Greenall's Gin is a brand of gin that dates back to 1761, and which is distilled by the distillers G&J Distillers, formerly G&J Greenall's, in Warrington, Cheshire, England. Originally founded by Thomas Dakin, the distillers are now part of the Quintessential Brands group. The company claims to be England's oldest gin distillery.

== History ==
Thomas Dakin built his distillery on Bridge Street in Warrington in 1760, although poor grain crops that year meant that he did not distil his first gin until the following year. Thomas Dakin and his descendants continued to own and operate the distillery until 1860, when it was leased to Gilbert and John Greenall, who also owned Greenall's Brewery in nearby St Helens. In 1960 the distillery moved to a larger adjacent site, but much of this was destroyed in a fire in 2005. Three years later the distillery moved to a site in Birchwood, Warrington where Greenall's is still produced today.

* _REQUIRED TASKS_:
**a.** According to the Greenall's Gin text, in what year was the distillery leased to Gilbert and John Greenall?
**b.** Copy word for word the part of the Greenall's Gin text that opens with the words containing "Greenall's Gin is" and closes with "oldest gin distillery.".

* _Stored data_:

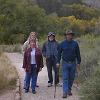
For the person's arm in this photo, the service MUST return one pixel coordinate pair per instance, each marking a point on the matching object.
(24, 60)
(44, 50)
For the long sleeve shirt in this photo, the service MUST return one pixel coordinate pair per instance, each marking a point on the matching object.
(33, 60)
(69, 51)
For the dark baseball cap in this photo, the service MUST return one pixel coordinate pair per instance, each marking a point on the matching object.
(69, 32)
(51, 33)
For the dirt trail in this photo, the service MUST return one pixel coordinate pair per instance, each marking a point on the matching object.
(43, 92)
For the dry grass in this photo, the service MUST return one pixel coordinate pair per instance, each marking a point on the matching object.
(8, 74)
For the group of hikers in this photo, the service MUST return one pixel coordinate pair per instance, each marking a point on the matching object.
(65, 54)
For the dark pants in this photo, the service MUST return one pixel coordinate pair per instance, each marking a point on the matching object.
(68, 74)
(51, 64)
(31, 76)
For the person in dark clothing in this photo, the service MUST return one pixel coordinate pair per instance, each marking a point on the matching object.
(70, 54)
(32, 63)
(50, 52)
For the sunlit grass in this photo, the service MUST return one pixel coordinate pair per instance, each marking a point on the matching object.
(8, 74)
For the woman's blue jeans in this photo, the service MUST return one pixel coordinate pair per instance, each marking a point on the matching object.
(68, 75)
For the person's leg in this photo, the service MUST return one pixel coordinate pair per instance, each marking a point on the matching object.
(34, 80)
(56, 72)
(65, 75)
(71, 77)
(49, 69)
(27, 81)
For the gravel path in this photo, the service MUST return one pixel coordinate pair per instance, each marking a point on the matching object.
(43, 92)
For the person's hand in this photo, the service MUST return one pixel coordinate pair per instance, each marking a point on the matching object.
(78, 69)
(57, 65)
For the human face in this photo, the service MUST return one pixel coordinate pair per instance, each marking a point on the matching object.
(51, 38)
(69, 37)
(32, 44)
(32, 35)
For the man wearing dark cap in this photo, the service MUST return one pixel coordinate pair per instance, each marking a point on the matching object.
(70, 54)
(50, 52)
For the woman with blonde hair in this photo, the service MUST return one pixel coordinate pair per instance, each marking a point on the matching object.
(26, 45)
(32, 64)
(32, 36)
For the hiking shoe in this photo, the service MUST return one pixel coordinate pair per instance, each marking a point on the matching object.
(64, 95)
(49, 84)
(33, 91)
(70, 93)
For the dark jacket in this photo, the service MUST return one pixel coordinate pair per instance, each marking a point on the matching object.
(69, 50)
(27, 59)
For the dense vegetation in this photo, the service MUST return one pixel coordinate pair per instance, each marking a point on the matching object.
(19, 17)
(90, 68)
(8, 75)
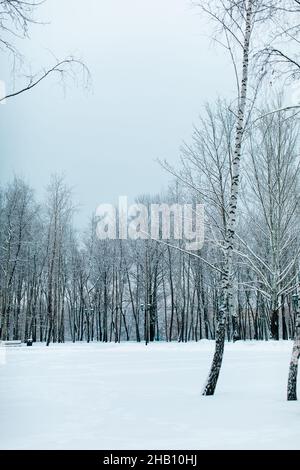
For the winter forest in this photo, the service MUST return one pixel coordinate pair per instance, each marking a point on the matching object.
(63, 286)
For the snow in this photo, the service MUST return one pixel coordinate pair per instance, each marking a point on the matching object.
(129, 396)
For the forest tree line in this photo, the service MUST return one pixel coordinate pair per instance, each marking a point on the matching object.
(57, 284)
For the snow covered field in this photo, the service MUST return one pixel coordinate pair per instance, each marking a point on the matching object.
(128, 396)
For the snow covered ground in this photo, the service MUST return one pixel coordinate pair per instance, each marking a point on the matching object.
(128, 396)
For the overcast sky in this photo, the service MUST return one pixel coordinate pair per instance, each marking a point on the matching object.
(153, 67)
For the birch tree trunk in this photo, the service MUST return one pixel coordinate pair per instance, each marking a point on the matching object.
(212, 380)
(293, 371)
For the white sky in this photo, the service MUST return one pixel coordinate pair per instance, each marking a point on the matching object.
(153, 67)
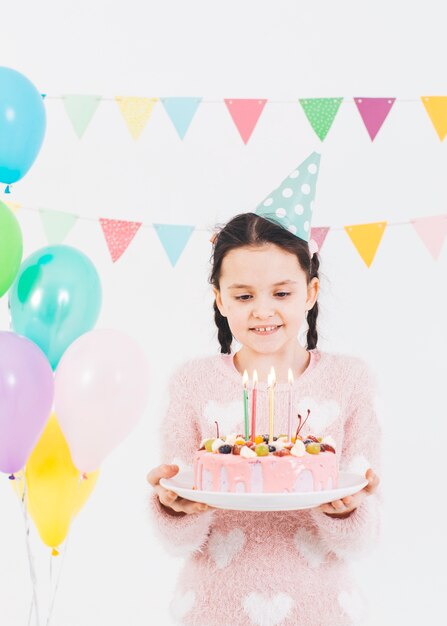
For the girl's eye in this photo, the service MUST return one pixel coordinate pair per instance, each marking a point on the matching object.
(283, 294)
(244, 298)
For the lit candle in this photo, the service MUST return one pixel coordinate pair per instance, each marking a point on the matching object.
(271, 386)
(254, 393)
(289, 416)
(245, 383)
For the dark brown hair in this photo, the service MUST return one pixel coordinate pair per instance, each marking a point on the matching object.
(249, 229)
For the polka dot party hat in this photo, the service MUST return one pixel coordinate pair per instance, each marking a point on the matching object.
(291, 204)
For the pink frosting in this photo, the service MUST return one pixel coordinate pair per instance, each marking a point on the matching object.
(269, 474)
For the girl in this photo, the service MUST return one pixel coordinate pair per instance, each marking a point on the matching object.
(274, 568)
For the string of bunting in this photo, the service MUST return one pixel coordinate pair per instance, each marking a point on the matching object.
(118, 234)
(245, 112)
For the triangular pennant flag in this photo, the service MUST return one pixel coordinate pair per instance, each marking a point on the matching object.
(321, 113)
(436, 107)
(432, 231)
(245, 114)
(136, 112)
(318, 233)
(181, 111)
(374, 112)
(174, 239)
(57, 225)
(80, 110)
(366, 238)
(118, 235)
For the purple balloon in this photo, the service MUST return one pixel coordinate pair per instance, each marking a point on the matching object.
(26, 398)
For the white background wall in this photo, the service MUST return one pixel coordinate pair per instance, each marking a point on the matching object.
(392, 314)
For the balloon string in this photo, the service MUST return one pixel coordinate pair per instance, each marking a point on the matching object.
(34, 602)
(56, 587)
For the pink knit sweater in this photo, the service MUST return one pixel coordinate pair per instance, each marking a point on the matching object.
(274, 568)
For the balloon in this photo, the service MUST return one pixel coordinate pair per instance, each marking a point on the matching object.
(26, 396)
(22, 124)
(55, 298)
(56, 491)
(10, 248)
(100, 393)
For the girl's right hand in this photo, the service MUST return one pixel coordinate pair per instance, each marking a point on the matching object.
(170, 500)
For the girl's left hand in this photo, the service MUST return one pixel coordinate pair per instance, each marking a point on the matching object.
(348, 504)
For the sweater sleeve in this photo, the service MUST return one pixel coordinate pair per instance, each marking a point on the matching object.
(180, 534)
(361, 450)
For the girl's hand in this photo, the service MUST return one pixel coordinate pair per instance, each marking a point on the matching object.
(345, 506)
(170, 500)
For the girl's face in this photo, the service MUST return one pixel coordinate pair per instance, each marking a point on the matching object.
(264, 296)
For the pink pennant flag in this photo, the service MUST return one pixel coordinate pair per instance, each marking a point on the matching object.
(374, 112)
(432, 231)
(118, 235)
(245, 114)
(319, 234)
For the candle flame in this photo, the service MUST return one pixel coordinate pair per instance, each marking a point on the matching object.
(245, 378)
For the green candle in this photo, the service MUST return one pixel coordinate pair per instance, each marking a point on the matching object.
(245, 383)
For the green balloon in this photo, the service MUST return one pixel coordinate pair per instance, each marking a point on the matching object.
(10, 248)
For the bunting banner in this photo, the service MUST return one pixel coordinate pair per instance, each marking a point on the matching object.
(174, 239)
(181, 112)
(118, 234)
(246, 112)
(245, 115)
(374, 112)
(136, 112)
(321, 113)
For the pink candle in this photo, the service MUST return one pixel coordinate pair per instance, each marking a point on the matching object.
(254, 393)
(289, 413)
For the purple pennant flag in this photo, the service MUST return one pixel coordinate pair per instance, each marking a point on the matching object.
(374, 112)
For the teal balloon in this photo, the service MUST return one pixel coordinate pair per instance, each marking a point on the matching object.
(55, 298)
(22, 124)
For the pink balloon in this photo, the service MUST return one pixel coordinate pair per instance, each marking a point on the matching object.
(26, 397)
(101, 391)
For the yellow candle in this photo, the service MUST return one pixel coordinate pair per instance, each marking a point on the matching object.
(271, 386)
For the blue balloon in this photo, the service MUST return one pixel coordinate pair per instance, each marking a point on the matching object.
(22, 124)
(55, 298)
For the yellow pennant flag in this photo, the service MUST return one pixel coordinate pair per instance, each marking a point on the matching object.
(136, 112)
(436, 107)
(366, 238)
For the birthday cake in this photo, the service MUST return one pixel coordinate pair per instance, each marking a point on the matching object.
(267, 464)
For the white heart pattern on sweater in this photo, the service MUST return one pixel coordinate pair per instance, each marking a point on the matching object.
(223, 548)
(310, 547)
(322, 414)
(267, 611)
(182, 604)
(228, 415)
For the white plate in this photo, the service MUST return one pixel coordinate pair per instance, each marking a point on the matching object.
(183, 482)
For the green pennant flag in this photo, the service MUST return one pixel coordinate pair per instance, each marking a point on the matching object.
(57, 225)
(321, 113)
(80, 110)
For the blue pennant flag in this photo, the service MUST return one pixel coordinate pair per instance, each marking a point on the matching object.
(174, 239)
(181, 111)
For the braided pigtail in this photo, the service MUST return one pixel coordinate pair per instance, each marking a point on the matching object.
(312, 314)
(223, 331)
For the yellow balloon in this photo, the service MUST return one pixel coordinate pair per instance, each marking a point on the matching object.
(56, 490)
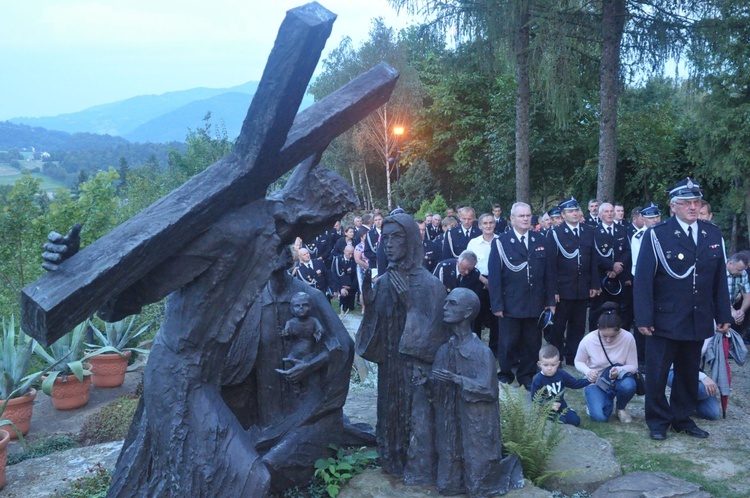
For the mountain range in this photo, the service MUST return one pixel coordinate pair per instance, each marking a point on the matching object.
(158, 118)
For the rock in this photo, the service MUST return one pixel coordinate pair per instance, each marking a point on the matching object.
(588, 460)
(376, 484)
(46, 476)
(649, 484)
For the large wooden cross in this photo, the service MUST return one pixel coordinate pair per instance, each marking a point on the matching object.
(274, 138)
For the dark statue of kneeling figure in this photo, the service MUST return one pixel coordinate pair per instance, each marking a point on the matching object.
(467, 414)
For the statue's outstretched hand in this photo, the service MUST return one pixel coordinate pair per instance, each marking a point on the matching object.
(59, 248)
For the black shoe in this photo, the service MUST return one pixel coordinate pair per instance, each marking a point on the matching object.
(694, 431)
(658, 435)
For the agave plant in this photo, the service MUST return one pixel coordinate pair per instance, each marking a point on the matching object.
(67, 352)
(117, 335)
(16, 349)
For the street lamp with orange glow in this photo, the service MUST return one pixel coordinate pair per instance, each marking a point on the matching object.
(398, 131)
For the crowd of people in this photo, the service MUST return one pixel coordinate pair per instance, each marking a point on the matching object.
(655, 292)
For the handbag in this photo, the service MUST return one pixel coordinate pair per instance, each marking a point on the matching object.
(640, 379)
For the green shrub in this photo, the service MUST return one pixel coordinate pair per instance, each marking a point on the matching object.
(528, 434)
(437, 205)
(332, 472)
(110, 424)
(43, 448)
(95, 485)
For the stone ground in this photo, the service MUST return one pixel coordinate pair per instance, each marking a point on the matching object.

* _RESULTS OF THE TASKS_:
**a.** 1860

**b.**
Greenall's Gin is a brand of gin that dates back to 1761, and which is distilled by the distillers G&J Distillers, formerly G&J Greenall's, in Warrington, Cheshire, England. Originally founded by Thomas Dakin, the distillers are now part of the Quintessential Brands group. The company claims to be England's oldest gin distillery.